Your objective: Report every line below that contains the string "cabinet", copying each one in full.

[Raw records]
-*-*-
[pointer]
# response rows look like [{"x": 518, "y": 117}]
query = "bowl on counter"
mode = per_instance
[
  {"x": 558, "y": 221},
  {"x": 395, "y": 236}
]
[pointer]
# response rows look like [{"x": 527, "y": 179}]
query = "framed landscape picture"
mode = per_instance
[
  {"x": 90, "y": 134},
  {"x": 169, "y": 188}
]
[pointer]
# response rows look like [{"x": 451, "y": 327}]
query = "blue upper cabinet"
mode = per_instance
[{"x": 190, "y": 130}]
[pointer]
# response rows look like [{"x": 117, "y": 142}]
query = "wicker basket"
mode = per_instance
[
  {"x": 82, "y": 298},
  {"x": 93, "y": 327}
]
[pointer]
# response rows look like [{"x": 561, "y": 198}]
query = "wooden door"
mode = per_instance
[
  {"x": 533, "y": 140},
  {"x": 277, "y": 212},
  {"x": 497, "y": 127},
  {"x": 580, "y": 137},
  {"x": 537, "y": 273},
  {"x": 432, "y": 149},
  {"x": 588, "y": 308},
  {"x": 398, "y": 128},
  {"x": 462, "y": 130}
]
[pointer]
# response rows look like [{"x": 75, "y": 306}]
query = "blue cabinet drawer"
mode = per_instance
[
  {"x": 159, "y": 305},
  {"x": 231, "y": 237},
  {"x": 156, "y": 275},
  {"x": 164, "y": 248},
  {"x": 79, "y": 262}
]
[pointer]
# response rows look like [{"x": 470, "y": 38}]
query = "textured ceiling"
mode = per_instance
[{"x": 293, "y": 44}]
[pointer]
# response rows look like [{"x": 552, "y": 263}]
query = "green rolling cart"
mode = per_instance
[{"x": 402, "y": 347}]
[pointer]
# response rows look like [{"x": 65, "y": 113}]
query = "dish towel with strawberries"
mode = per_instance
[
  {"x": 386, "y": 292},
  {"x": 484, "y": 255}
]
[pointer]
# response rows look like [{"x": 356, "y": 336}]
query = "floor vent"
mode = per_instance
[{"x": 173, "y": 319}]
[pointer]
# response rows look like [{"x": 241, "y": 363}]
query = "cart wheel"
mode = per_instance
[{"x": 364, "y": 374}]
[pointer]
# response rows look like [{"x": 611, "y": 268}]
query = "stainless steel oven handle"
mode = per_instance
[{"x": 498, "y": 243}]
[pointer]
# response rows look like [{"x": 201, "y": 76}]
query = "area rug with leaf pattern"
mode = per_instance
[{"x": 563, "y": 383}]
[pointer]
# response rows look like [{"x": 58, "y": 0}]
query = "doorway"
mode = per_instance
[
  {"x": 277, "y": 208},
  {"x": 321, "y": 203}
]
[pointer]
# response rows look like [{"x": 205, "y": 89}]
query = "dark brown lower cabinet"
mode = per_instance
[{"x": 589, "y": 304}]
-*-*-
Response to this exercise:
query = "blue upper cabinet"
query = "blue cabinet drawer"
query = "dark brown lower cabinet"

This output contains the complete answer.